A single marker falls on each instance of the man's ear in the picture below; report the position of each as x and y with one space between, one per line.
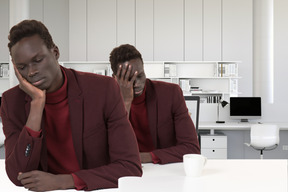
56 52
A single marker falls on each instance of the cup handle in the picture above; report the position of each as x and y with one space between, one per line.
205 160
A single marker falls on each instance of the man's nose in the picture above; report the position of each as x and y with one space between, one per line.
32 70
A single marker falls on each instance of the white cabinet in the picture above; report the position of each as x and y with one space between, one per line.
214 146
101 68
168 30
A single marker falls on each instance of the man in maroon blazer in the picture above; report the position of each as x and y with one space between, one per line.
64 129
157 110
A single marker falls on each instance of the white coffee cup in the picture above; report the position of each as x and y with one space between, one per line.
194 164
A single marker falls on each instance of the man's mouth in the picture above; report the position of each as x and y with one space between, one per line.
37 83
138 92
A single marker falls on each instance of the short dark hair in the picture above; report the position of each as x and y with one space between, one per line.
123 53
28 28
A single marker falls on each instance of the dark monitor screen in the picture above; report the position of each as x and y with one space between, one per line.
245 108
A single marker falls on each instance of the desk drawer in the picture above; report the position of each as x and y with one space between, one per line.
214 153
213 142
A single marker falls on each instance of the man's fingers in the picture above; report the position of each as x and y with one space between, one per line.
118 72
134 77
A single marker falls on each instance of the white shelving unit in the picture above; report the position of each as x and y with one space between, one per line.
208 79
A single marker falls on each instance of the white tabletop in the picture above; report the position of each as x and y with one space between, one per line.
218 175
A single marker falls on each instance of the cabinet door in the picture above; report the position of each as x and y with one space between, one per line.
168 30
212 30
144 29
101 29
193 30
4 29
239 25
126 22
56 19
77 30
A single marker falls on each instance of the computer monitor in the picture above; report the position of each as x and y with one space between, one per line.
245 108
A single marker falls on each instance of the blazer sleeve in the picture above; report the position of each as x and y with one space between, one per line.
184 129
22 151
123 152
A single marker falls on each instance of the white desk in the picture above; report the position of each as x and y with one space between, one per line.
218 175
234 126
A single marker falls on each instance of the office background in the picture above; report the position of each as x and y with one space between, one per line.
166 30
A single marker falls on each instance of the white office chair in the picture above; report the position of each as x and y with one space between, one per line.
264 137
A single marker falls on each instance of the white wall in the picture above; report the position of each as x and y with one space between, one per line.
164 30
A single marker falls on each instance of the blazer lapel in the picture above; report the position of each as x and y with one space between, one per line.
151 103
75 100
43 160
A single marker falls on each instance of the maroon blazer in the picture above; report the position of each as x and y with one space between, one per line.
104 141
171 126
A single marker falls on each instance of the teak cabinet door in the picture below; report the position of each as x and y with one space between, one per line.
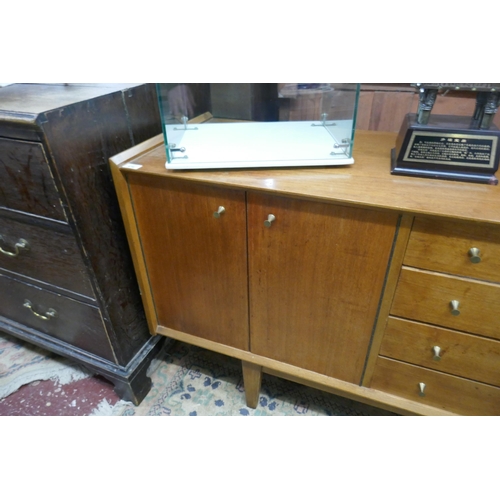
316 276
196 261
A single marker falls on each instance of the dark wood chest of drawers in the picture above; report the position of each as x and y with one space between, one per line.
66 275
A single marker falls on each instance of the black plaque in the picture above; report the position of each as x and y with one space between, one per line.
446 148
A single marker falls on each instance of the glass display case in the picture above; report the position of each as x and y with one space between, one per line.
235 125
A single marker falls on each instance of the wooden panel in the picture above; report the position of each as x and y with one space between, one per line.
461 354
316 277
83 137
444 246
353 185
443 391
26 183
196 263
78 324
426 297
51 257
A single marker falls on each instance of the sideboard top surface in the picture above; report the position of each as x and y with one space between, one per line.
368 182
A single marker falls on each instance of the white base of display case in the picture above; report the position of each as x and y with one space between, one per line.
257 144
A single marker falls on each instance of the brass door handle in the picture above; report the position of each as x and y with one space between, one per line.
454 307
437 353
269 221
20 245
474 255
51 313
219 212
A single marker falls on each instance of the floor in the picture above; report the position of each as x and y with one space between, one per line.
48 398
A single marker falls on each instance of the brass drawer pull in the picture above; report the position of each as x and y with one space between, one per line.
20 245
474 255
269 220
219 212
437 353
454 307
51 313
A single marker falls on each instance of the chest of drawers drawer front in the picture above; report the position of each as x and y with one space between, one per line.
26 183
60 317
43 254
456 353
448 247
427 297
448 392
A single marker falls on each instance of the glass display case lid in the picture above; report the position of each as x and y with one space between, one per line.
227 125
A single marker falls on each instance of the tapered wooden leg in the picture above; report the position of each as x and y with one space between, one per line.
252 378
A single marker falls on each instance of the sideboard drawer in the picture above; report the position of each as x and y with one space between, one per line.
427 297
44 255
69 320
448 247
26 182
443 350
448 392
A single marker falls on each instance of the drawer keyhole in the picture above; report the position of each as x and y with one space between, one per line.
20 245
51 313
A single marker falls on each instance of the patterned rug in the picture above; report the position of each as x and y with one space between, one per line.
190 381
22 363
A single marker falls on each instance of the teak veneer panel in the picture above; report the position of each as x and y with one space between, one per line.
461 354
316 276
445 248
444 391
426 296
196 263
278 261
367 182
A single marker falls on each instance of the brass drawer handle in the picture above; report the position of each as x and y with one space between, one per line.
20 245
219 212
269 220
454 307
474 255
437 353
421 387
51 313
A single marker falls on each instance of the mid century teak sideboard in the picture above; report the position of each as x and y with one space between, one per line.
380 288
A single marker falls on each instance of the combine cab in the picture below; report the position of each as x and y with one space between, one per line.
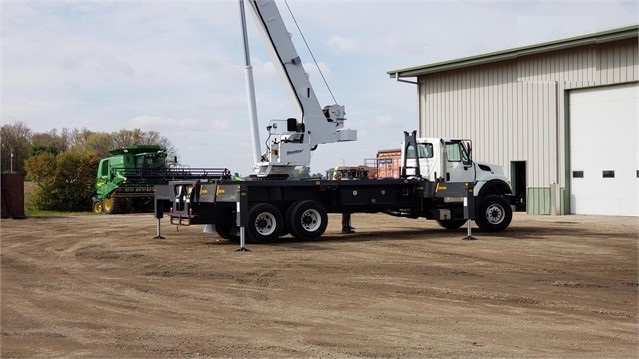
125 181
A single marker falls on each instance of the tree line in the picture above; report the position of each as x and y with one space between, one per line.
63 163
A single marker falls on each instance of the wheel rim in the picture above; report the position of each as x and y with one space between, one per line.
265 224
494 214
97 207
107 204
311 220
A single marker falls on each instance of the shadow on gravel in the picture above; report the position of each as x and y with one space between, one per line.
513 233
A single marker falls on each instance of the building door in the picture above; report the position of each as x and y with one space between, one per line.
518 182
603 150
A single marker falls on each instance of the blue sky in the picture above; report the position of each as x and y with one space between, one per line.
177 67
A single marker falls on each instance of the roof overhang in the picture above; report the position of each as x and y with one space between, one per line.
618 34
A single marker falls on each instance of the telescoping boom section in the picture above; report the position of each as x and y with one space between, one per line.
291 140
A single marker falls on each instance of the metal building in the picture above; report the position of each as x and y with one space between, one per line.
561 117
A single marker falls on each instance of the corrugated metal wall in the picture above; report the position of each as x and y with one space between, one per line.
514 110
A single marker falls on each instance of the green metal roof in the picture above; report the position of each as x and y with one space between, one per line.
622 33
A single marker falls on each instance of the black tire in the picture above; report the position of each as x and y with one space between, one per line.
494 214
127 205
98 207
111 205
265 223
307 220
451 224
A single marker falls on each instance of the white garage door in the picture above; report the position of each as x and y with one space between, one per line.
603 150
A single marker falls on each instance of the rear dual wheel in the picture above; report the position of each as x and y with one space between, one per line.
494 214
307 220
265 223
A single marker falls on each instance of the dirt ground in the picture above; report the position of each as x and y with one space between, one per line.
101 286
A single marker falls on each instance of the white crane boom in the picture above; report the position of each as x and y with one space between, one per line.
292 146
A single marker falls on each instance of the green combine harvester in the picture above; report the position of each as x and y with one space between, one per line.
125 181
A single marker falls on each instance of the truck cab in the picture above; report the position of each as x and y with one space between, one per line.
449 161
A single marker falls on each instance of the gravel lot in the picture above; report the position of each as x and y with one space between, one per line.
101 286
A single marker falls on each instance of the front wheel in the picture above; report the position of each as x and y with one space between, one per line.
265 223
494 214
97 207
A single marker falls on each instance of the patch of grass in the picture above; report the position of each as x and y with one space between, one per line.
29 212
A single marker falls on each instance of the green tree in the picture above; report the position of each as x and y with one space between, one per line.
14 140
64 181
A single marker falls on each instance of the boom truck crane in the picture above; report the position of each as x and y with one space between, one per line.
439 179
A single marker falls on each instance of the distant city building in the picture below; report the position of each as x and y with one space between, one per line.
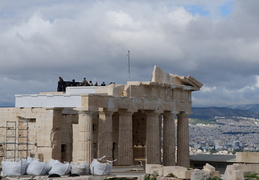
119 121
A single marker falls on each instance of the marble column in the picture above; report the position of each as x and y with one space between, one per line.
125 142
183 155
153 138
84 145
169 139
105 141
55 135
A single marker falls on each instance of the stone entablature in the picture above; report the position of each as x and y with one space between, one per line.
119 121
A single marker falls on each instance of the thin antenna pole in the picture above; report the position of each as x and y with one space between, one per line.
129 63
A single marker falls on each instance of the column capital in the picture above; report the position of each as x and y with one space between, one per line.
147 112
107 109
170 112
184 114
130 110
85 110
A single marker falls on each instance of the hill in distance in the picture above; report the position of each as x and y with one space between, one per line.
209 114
########################################
* CONSEGNA: Trascrivi di nuovo le righe che vanno da quella contenente "A single marker falls on each instance of the hill" fino all'ultima riga, estremi inclusi, sostituendo "hill" con "mountain" e lasciando invariato tutto il resto.

* SOLUZIONE:
A single marker falls on each instance of the mountain in distance in the picture above; report the position of each as x and y with one space between, one per line.
209 114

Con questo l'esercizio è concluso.